(Study material Opens)
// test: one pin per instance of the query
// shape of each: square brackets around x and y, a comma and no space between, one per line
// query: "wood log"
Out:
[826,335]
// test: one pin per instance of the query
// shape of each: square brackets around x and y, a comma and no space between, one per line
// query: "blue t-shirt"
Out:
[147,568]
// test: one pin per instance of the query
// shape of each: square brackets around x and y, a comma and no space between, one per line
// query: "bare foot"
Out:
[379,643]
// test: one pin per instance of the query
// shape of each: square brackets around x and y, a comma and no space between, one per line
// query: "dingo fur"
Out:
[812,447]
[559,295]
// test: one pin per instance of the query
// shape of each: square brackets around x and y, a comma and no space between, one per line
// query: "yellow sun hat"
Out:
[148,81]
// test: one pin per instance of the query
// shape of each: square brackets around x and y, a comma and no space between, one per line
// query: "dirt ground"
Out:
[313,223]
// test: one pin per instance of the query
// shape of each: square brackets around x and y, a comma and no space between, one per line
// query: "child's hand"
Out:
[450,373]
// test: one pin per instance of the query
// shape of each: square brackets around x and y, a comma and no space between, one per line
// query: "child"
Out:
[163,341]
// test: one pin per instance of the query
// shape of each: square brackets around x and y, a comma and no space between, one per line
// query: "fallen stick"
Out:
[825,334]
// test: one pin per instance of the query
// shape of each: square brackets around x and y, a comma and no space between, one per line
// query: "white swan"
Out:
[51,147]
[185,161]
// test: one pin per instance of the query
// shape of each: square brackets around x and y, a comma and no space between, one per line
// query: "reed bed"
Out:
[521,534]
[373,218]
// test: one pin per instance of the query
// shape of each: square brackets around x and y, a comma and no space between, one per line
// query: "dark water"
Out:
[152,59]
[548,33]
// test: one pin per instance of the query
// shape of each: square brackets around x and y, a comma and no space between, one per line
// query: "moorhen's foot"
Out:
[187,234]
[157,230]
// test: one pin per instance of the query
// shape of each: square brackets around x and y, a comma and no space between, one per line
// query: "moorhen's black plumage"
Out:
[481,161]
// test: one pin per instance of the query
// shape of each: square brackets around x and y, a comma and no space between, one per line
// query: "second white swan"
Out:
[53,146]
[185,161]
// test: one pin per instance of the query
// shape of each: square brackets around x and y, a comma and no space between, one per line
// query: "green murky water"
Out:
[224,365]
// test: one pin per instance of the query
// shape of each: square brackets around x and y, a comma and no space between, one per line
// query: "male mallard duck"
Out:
(Study material Closes)
Work task:
Go through the records and report each line that contains "white".

Task response:
// query: "white swan"
// query: "second white swan"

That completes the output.